== WHAT YOU SHOULD DO ==
Report how many lines of the material contain the string "pants". Give only the number.

[Records]
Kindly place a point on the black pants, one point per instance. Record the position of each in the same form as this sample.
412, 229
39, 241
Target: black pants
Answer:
---
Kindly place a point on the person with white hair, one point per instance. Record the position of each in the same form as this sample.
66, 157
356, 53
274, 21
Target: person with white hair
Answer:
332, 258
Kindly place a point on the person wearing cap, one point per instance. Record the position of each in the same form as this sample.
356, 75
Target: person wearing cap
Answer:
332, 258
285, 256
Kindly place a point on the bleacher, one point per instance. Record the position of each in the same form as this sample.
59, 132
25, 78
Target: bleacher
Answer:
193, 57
* * *
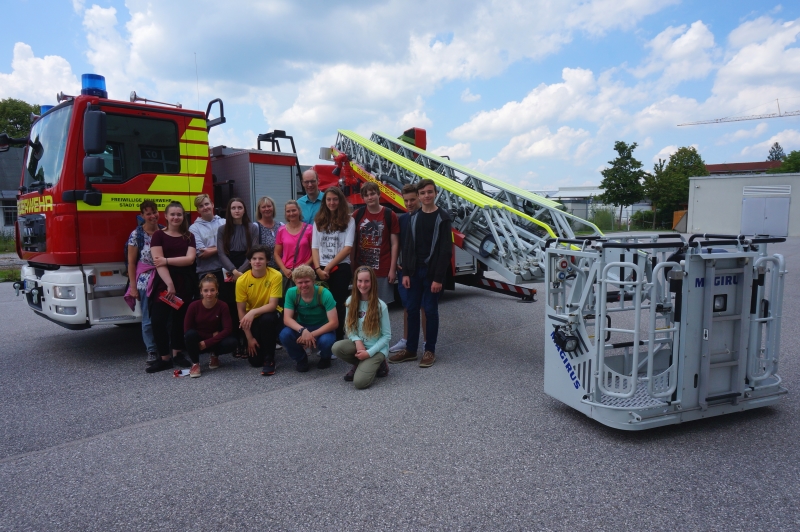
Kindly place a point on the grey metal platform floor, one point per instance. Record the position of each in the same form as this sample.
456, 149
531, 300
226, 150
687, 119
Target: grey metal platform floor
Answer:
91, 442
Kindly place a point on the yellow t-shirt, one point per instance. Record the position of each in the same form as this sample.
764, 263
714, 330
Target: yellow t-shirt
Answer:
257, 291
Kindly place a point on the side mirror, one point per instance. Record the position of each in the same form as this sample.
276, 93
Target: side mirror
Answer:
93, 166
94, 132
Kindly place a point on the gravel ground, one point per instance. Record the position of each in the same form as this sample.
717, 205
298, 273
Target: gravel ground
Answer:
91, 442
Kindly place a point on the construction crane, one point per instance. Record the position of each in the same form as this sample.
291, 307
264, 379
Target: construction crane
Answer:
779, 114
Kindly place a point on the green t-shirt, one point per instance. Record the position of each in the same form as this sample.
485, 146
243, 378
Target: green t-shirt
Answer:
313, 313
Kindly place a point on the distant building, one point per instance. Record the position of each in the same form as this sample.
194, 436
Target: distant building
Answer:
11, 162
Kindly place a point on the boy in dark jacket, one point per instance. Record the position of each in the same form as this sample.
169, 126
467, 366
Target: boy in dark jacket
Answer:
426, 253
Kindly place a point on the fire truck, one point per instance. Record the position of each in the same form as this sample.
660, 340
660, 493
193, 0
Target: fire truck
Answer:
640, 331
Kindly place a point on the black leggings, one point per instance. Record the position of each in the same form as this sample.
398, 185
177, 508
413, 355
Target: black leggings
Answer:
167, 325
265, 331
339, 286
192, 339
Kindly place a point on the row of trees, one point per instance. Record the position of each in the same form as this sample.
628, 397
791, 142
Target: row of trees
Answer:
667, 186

== OUTPUT FOR THIS TASK ==
2